**** Entries provided ****

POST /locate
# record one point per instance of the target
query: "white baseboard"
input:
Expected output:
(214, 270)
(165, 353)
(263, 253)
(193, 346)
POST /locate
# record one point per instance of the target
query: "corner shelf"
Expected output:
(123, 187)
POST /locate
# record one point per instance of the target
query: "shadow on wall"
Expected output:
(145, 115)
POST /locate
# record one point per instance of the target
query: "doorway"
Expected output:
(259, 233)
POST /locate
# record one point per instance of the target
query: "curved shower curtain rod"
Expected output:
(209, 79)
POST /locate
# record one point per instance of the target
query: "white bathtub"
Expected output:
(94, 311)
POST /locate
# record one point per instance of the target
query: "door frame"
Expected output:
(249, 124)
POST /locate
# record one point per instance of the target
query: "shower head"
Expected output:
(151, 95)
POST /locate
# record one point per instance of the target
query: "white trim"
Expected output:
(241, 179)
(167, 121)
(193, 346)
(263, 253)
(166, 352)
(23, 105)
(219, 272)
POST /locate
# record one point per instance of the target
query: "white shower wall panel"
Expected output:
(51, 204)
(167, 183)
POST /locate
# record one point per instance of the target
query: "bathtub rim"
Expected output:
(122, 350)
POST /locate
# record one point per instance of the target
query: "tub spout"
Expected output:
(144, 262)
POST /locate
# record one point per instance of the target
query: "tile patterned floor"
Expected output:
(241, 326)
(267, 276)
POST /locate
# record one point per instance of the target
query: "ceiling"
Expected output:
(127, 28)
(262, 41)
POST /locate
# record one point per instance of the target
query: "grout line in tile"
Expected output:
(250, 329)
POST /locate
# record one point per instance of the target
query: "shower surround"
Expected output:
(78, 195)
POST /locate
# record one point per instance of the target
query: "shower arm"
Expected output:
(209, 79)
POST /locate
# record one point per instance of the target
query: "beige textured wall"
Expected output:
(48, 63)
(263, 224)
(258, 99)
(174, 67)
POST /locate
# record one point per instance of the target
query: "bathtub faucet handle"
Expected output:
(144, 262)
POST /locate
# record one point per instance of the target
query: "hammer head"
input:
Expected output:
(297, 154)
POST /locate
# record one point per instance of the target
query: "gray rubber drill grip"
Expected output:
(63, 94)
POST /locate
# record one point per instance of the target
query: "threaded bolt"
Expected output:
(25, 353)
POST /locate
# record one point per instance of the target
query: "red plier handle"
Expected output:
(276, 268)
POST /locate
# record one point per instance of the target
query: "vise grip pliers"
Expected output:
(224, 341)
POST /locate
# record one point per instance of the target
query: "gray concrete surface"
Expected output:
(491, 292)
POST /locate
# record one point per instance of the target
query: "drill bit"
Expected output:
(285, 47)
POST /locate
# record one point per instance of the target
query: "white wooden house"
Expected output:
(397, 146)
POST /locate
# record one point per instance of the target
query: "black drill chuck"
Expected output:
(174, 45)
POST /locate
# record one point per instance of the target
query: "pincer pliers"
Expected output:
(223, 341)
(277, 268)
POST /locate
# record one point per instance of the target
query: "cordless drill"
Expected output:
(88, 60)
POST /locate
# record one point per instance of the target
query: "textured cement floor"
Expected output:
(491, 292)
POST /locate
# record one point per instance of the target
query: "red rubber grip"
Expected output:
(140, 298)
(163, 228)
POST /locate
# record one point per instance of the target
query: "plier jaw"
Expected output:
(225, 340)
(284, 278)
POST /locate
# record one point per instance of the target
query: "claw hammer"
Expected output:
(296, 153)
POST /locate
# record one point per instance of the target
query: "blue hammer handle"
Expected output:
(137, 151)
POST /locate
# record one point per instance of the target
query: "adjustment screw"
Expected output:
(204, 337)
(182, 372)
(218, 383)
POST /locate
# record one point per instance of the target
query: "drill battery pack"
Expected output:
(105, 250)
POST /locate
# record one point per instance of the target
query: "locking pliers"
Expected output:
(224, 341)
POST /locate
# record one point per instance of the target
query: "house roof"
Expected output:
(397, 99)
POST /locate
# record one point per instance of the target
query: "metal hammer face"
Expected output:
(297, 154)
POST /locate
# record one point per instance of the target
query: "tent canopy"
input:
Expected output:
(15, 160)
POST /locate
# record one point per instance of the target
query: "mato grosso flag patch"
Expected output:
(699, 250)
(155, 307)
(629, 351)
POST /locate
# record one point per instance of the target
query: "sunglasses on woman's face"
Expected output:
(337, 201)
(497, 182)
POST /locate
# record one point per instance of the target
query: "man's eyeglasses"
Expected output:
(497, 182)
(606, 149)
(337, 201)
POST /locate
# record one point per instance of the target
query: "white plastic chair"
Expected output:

****

All the data must be duplicated exactly, with nothing added or removed.

» Output for this task
POST /locate
# record one point per instance of the target
query: "white baseboard"
input:
Expected output:
(214, 270)
(165, 353)
(263, 253)
(193, 346)
POST /locate
# record one point per instance of the target
query: "corner shelf"
Expected output:
(123, 187)
POST /locate
# record one point per instance of the target
query: "shadow on wall"
Expected output:
(145, 115)
POST /locate
# record one point per instance of the target
query: "doorway"
Expected output:
(259, 233)
POST /locate
# record one point per instance of the target
query: "curved shower curtain rod"
Expected output:
(209, 79)
POST /locate
# record one point per instance of the target
query: "white bathtub"
Expected output:
(94, 311)
POST /locate
# record one point per instance of the target
query: "door frame"
Expected output:
(249, 124)
POST /locate
# record one point per instance of the target
query: "shower head"
Expected output:
(151, 95)
POST /locate
# record one point per instance of the target
query: "white trim"
Expected output:
(241, 179)
(167, 121)
(193, 346)
(263, 253)
(166, 352)
(23, 105)
(219, 272)
POST /locate
# record one point per instance of the target
query: "white shower wall panel"
Expected output:
(51, 204)
(167, 183)
POST /locate
# record one point per instance of the target
query: "bathtub rim"
Expected output:
(122, 350)
POST /locate
# record one point per instance of the target
query: "tub spout"
Expected output:
(144, 262)
POST /locate
# record one point per instance of the target
query: "tile patterned floor"
Expected output:
(241, 326)
(267, 276)
POST /locate
# record one point per instance of the target
query: "ceiling"
Expected output:
(127, 28)
(262, 41)
POST /locate
# record one point per instance of the target
query: "grout line in tile"
Expected output:
(250, 329)
POST /locate
# record one point per instance of the target
query: "shower surround"
Expected output:
(78, 195)
POST /locate
# record one point per instance of the target
query: "shower arm"
Expected output:
(209, 79)
POST /locate
# record one point per instance of the target
query: "beige textured wall"
Expected output:
(48, 63)
(263, 224)
(258, 99)
(174, 67)
POST /locate
# record one point per instance of the target
query: "bathtub faucet handle"
Expected output:
(144, 262)
POST /locate
# record one point per instance of the target
query: "hammer head"
input:
Expected output:
(297, 154)
POST /locate
# record one point per instance of the target
query: "gray rubber drill grip"
Expected output:
(63, 94)
POST /locate
# record one point per instance of the target
query: "threaded bolt"
Expected output:
(25, 353)
POST /locate
# record one point per instance of the target
query: "red plier handle"
Expected output:
(276, 268)
POST /locate
# record one point per instance of the target
query: "vise grip pliers"
Expected output:
(224, 341)
POST /locate
# record one point per instance of the target
query: "gray concrete surface"
Expected output:
(491, 292)
POST /locate
# record one point per instance of the target
query: "drill bit"
Expected output:
(285, 47)
POST /locate
# record one point per instance of the target
query: "white wooden house"
Expected output:
(397, 146)
POST /locate
# record one point per instance of the target
query: "black drill chuck"
Expected output:
(174, 45)
POST /locate
# record one point per instance of the target
query: "pincer pliers"
Expected output:
(223, 341)
(277, 268)
POST /locate
# record one point per instance of the target
query: "cordless drill"
Expected output:
(88, 60)
POST /locate
# record one point per instance of the target
query: "textured cement floor"
Expected output:
(491, 292)
POST /locate
# record one point per instance of the target
query: "red rubber grip"
Expected output:
(140, 298)
(163, 228)
POST /locate
# record one point per instance of the target
query: "plier jaw"
Expected output:
(225, 340)
(284, 278)
POST /locate
# record one point per instance of the target
query: "claw hammer"
Expected output:
(296, 153)
POST /locate
# record one point per instance of the target
query: "blue hammer handle"
Expected output:
(137, 151)
POST /locate
# record one point per instance of the target
query: "adjustment screw"
Expected output:
(204, 337)
(182, 372)
(218, 383)
POST /locate
# record one point per instance of the target
query: "drill battery pack"
Expected output:
(105, 250)
POST /locate
# record one point per instance of the target
query: "locking pliers"
Expected output:
(224, 341)
POST /locate
# record one point per instance of the target
query: "house roof"
Expected output:
(397, 99)
POST /locate
# record one point per instance of the target
query: "metal hammer face"
Expected output:
(297, 154)
POST /locate
# record one point per instance of the target
query: "tent canopy"
input:
Expected output:
(15, 160)
POST /locate
# record one point per instance of the target
query: "mato grosso flag patch"
Expected output:
(699, 250)
(155, 307)
(629, 351)
POST /locate
# record one point per instance of the target
query: "sunglasses on woman's face"
Expected output:
(337, 201)
(497, 182)
POST /locate
# record one point per instance of the target
query: "man's eyeglasses"
Expected output:
(497, 182)
(606, 149)
(337, 201)
POST /locate
# record one point per instance of the target
query: "white plastic chair"
Expected output:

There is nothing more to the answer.